- [What you are asked to do]:
Reproduce the data exactly and drop any pictures it holds.

- [Records for the exercise]:
▽
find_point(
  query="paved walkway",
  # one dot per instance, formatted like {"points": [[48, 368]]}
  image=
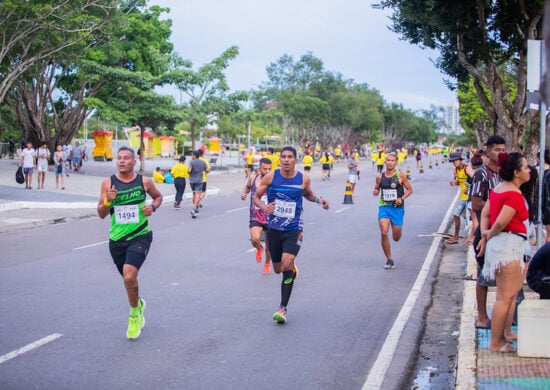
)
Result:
{"points": [[477, 367]]}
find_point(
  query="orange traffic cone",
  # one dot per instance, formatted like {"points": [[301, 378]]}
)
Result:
{"points": [[348, 197]]}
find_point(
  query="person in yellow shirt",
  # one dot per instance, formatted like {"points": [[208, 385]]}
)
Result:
{"points": [[326, 164], [204, 173], [461, 174], [380, 159], [158, 176], [273, 158], [338, 152], [180, 172], [307, 161]]}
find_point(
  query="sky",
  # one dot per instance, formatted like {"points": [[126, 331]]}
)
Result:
{"points": [[348, 36]]}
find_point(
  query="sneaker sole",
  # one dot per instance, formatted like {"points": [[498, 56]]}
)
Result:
{"points": [[277, 317], [143, 311]]}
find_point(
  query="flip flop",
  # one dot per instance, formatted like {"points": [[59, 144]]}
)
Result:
{"points": [[506, 348], [488, 326]]}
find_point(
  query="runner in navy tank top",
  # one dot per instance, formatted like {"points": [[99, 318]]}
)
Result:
{"points": [[285, 188]]}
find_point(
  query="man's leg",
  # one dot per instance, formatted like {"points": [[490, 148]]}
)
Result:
{"points": [[396, 232], [267, 264], [129, 274], [255, 233], [384, 224]]}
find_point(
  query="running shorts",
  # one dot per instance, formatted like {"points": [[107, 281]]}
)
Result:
{"points": [[281, 241], [394, 214], [131, 252]]}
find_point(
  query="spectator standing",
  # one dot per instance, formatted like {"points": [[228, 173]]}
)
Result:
{"points": [[180, 172], [59, 167], [42, 157], [68, 151], [538, 274], [485, 179], [196, 169], [77, 156], [461, 173], [503, 239], [27, 162], [158, 176], [307, 161]]}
△
- [Result below]:
find_point(
  query="paved walkway",
  # one dot per instance, formatted like {"points": [[48, 368]]}
  image=
)
Result:
{"points": [[477, 367]]}
find_point(
  query="orange traffic cone",
  # one dot per instance, formatted like {"points": [[301, 378]]}
)
Result:
{"points": [[348, 197]]}
find_point(
  query="person in yellow shirt",
  # one dot per instance, formatted like {"points": [[208, 385]]}
)
Result:
{"points": [[326, 164], [204, 173], [461, 174], [380, 159], [158, 176], [273, 158], [338, 152], [180, 172], [307, 161]]}
find_point(
  query="sky",
  # one dot per instance, formatted like {"points": [[126, 331]]}
)
Result:
{"points": [[348, 36]]}
find_point(
  query="sneaker sole",
  # one dot per instance, formatted like {"points": [[498, 56]]}
)
Result:
{"points": [[277, 317], [143, 311]]}
find_point(
  query="flip flop",
  # one dot per instance, formatted like {"points": [[59, 144]]}
)
Result:
{"points": [[506, 348], [488, 326]]}
find_point(
  query="runner in navy tank top",
  # one dot per instance, formatted like {"points": [[99, 318]]}
)
Result:
{"points": [[285, 188]]}
find_point(
  query="man's leg",
  # one dot per instance, formatted like {"points": [[490, 148]]}
)
Result:
{"points": [[396, 232], [267, 264], [129, 274], [255, 233], [384, 224]]}
find_point(
  query="running shorts",
  # one dot per instance, formatted like {"points": [[107, 281]]}
)
Result:
{"points": [[281, 241], [394, 214], [131, 252]]}
find_point(
  query="spectator standing",
  # one dot per instance, formatted like {"points": [[228, 173]]}
)
Result:
{"points": [[180, 172], [59, 167], [42, 157], [68, 151], [538, 274], [485, 179], [196, 169], [77, 156], [461, 173], [503, 239], [27, 162], [158, 176], [307, 161]]}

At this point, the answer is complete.